::: SOURCE PASSAGE

I saw a humorous sign in an auto mechanic shop which said "Only Crusoe could get everything done by Friday". :-)
Walt Disney did [Robin Crusoe, U.S.N.] as parody.
However, "I was born in the year 1632, in the city of York, of a good
family, though not of that country, my father being a foreigner of
Bremen, who settled first at Hull. He got a good estate by
merchandise, and leaving off his trade lived afterward at York, from
whence he had married my mother, whose relations were named
Robinson, a good family in that country, and from whom I was called
Robinson Kreutznear; but by the usual corruption of words in England
we are now called, nay, we call ourselves, and write our name, Crusoe,
and so my companions always called me. ... "
I was told the family name meant "Crucified Fool" back in AP Honors English.
- The translation of the German "Kreutznaer" (not "Kreutznear") as "crucified fool" is incorrect. "Narr" means fool, but "naer" is different in spelling and pronunciation. "Kreutz" is an old spelling of the German word for "cross", but not for "crucified". AxelBoldt 13:59, 28 Nov 2003 (UTC)
I'd like to disambiguate the link to corn in the article. Anyone know for a fact if it refers to wheat or maize? --Ben Brockert 05:34, May 11, 2004 (UTC)
- Neither. (It's barley; see chapter 9.) Gdr 18:37, 2004 May 14 (UTC)
- I don't have the book on hand, I'll take your word for it. --Ben Brockert 21:50, May 14, 2004 (UTC)
- Yes, you do. See the "external links" section on the article page. Gdr 13:30, 2004 May 16 (UTC)
- Oh ah. Good point. More specifically, I don't care about it enough to bother. I'm still taking your word on it. --Ben Brockert 22:32, May 17, 2004 (UTC)
I am confused by the claim that Robinson Crusoe was not inspired by any other work of literature. Immediately before that, in the first paragraph, we learn that Defoe likely drew on previously published works. I have taught Robinson Crusoe on a college level, and yes, it was not created out of thin air. — Preceding unsigned comment added by Nanapush (talk • contribs) 17:18, 24 November 2011 (UTC)
Connection to Rousseau in this article?
"In Jean-Jacques Rousseau's treatise on education, "Emile, or Education", the main character, Emile, is allowed to read only one book before the age of 12, "Robinson Crusoe". Rousseau wants Emile to identify himself as Crusoe, required to reply upon himself for all of his needs. In Rousseau's view, Emile needs to imitate Crusoe’s experience, allowing necessity to determine what is to be learned and accomplished. This is one of the main themes of Rousseau's educational model."
Rflynn1000 13:18, 25 Apr 2005 (UTC)rflynn1000
- I agree this is a vital point in the novel. Friday is also the archetype of the noble savage. Though many identify Robinson's utilitarianism with Defoe's, Friday is portayed by the author in a much more positive light, and is one of the few characters that are actually bigger than life. What about Robinson's spiritual quest? How do you think the island changes the way he looks at the "civilised world"? --Wikipedius 20:29, 13 December 2005 (UTC)

::::::
::: RAW DATA

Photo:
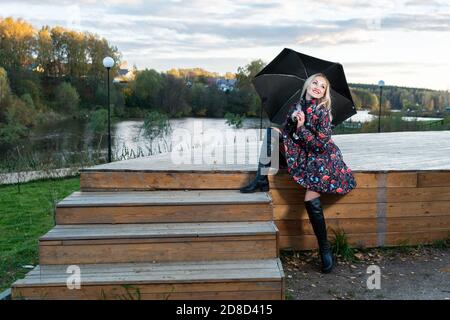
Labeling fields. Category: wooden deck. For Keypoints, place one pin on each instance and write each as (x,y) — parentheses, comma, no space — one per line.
(152,210)
(227,280)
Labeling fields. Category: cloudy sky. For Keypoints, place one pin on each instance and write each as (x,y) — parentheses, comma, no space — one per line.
(403,42)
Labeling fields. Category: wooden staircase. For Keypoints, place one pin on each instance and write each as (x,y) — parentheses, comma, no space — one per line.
(159,235)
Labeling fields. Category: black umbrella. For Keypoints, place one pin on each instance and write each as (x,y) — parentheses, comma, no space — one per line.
(280,84)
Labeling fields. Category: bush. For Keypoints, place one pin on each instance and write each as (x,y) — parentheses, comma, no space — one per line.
(155,124)
(234,120)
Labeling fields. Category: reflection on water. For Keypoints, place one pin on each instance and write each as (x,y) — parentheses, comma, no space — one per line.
(73,137)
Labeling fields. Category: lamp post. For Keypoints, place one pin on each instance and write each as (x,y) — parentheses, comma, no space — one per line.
(380,84)
(108,63)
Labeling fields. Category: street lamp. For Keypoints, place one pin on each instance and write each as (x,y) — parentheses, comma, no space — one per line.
(380,84)
(108,63)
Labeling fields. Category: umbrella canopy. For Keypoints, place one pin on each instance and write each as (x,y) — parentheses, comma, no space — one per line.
(280,84)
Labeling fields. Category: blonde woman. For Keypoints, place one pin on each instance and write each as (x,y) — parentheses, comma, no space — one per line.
(311,157)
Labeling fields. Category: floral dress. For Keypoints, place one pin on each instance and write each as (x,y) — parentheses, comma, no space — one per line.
(313,159)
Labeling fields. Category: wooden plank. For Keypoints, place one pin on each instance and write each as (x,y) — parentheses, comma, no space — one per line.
(354,225)
(245,267)
(379,152)
(365,225)
(308,242)
(155,230)
(418,194)
(345,210)
(166,213)
(159,251)
(293,196)
(410,224)
(418,208)
(283,180)
(440,178)
(369,195)
(365,210)
(162,180)
(172,197)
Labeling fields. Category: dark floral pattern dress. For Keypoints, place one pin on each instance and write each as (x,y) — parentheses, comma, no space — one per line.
(313,159)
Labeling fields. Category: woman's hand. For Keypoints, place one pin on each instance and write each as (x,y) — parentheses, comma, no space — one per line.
(300,116)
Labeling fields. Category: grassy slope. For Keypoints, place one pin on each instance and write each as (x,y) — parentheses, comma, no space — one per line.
(24,217)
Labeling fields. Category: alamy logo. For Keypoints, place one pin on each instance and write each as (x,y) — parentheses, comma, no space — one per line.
(74,280)
(374,280)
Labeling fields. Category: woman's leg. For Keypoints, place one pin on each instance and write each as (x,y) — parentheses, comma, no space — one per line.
(314,208)
(311,195)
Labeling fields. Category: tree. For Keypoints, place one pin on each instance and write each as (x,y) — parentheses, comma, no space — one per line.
(67,98)
(147,85)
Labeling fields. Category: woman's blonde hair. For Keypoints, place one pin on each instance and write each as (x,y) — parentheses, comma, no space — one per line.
(325,101)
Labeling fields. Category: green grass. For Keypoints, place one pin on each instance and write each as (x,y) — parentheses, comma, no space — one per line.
(341,246)
(24,217)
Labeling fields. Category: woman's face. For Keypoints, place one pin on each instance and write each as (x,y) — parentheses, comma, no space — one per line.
(317,88)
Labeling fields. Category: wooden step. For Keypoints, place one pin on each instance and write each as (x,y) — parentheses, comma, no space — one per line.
(162,172)
(162,180)
(234,280)
(127,243)
(163,206)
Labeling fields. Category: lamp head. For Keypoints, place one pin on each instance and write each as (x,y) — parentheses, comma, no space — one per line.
(108,62)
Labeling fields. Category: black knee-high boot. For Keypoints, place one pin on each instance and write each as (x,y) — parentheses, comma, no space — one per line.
(315,213)
(261,181)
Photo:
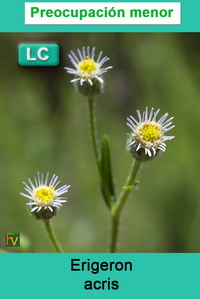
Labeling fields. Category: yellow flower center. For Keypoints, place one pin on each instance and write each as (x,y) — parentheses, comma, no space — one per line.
(150,133)
(88,65)
(45,194)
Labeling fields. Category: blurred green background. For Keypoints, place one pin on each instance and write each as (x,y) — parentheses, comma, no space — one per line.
(44,122)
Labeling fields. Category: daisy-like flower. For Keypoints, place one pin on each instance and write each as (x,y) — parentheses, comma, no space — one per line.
(44,197)
(86,67)
(148,134)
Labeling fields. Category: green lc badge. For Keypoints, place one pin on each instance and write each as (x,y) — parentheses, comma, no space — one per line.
(38,55)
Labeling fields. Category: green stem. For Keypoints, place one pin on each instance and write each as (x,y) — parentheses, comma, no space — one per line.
(118,207)
(52,237)
(93,132)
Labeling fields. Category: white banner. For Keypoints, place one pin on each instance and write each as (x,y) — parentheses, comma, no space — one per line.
(102,13)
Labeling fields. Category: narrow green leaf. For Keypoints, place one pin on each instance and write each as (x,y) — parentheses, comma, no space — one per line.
(107,177)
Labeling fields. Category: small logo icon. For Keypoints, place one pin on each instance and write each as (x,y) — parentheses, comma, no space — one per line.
(12,239)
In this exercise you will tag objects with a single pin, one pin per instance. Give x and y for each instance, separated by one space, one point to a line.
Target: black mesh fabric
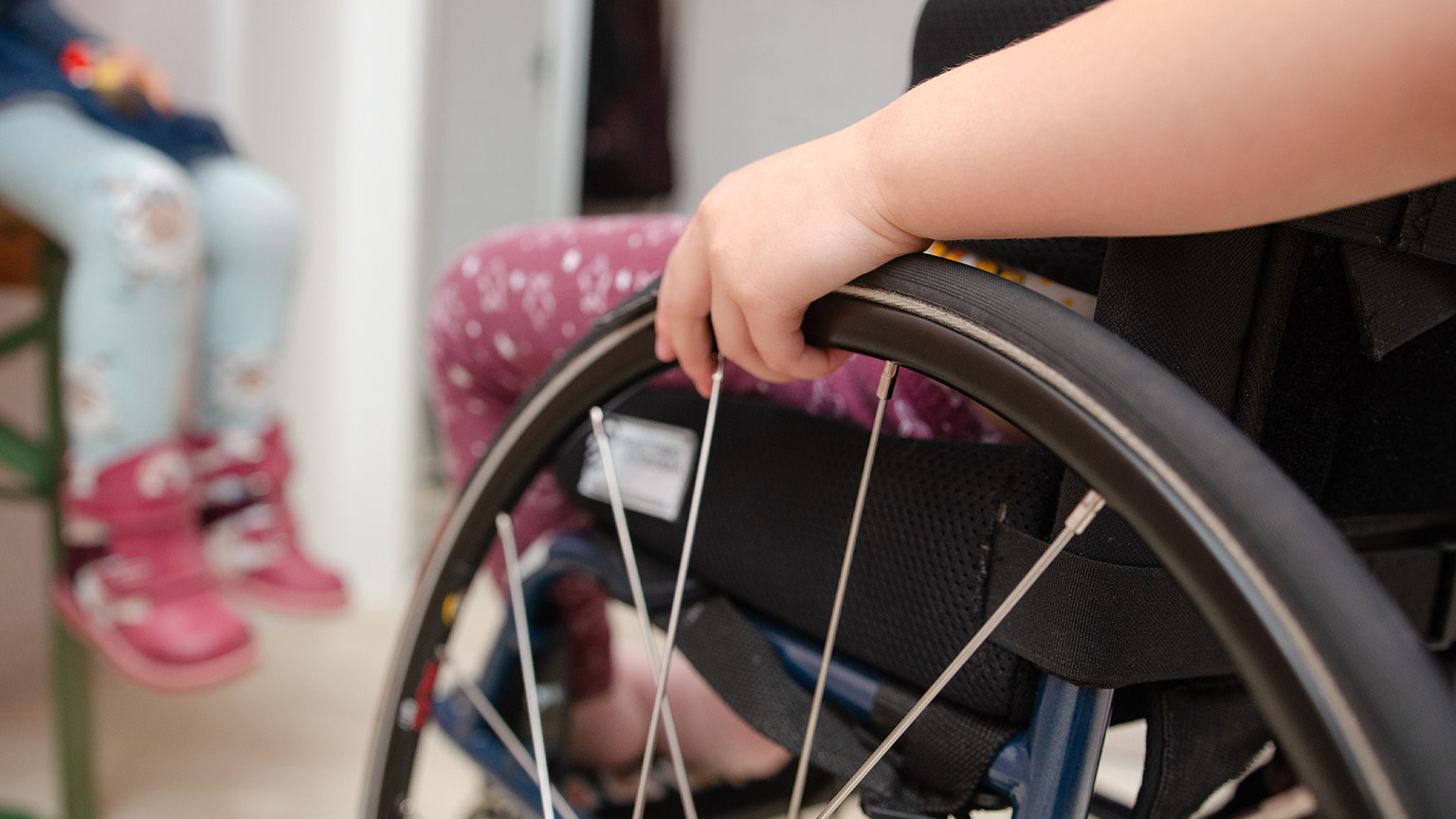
932 772
776 507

::::::

#### [REQUIRED ACTIONS]
A - Reproduce a section of the Robinson Crusoe discussion word for word, beginning at the words "- Oh ah. Good" and stopping after "in this article?".
B - In the Robinson Crusoe discussion, what grain is the "corn" in the article said to be?
C - List every place named in the Robinson Crusoe discussion's quoted passage that begins "I was born in the year 1632".
The material shown here is separate from the Robinson Crusoe discussion.

#### [PROBLEM SOLUTIONS]
A -
- Oh ah. Good point. More specifically, I don't care about it enough to bother. I'm still taking your word on it. --Ben Brockert 22:32, May 17, 2004 (UTC)
I am confused by the claim that Robinson Crusoe was not inspired by any other work of literature. Immediately before that, in the first paragraph, we learn that Defoe likely drew on previously published works. I have taught Robinson Crusoe on a college level, and yes, it was not created out of thin air. — Preceding unsigned comment added by Nanapush (talk • contribs) 17:18, 24 November 2011 (UTC)
Connection to Rousseau in this article?

B - Barley.

C - York, Bremen, Hull, England